DATA TO USE
========

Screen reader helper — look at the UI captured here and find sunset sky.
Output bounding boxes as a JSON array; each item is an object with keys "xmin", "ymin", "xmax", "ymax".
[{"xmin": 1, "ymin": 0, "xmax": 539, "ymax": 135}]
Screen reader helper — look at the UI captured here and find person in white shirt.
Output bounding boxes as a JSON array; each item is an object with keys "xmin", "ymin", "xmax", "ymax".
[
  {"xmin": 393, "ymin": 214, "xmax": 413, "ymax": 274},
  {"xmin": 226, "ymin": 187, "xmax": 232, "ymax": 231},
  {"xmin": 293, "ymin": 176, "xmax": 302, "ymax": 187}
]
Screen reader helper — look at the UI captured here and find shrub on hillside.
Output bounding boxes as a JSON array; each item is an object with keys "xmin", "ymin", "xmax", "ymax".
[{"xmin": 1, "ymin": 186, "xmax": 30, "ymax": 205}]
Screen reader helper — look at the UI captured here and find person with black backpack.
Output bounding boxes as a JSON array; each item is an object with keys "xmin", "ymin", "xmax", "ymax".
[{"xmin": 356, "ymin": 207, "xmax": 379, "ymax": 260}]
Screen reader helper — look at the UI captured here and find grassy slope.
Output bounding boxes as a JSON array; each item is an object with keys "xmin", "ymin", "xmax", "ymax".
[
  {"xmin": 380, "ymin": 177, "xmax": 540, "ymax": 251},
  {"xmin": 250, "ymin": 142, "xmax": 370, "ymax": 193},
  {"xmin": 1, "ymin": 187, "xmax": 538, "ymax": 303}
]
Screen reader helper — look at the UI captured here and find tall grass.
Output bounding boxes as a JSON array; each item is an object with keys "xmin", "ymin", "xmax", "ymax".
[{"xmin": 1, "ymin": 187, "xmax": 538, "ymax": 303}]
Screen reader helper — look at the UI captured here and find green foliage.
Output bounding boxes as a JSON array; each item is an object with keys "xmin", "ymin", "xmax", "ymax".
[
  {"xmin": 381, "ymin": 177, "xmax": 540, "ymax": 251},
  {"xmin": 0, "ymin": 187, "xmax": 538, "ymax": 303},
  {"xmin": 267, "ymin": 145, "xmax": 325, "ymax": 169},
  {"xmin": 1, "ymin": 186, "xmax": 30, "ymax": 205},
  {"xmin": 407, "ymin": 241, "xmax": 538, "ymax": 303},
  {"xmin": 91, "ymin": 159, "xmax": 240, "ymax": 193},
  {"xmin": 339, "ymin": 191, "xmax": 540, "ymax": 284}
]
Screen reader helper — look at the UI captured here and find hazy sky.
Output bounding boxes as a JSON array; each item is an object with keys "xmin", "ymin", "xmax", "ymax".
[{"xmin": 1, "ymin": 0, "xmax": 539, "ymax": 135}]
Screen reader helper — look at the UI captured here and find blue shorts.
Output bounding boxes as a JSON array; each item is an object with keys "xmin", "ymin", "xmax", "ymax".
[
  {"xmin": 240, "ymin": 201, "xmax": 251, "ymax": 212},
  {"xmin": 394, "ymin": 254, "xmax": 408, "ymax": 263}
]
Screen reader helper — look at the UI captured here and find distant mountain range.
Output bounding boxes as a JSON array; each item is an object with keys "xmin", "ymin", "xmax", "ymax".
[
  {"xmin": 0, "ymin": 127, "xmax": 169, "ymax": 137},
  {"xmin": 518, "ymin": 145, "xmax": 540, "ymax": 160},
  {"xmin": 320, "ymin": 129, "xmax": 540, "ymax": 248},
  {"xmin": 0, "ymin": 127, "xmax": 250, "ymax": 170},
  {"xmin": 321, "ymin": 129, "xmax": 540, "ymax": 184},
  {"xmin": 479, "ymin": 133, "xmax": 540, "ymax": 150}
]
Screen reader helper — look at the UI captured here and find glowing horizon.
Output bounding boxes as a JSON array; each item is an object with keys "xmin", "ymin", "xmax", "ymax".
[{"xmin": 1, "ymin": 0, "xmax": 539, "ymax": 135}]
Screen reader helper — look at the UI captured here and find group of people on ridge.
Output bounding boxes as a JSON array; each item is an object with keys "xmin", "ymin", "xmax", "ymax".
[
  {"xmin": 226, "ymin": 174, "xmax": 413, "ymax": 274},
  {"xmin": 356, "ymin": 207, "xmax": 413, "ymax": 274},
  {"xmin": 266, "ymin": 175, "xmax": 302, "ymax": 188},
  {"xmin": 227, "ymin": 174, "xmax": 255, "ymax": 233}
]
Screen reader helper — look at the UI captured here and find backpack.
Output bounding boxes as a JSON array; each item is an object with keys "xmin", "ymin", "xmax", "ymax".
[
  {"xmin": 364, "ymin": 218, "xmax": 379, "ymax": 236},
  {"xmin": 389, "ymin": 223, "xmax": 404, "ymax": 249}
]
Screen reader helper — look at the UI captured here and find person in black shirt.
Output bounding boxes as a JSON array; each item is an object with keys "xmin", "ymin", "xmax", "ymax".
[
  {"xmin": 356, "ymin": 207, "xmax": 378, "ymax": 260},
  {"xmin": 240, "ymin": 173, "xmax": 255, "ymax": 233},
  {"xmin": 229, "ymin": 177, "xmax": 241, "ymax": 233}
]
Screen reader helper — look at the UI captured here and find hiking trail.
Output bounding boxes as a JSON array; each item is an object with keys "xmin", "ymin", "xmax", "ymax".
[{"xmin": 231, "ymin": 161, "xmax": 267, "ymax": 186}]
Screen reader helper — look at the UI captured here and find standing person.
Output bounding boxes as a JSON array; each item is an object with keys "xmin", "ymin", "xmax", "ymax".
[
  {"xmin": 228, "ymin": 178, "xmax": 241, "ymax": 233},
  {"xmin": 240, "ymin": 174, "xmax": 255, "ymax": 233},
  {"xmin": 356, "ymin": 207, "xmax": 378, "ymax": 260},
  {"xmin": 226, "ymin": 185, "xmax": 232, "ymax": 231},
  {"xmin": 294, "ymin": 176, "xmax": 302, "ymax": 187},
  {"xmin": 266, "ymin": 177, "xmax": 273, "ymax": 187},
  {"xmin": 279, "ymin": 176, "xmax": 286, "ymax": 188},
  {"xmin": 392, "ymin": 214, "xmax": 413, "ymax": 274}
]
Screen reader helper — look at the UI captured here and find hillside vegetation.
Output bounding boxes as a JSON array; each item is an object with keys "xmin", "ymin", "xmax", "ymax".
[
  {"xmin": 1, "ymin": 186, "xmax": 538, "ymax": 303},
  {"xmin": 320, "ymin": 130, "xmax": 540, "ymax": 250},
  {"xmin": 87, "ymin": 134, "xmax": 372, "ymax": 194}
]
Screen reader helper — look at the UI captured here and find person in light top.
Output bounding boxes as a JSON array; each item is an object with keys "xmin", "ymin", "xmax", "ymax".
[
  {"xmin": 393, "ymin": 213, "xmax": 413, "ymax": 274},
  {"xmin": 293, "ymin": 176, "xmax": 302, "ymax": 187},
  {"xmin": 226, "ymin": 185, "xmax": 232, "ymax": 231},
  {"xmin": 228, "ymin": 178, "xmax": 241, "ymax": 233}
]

========

Check every line above for the string "black" and state how many have it, with no other words.

SOLVED EXERCISE
2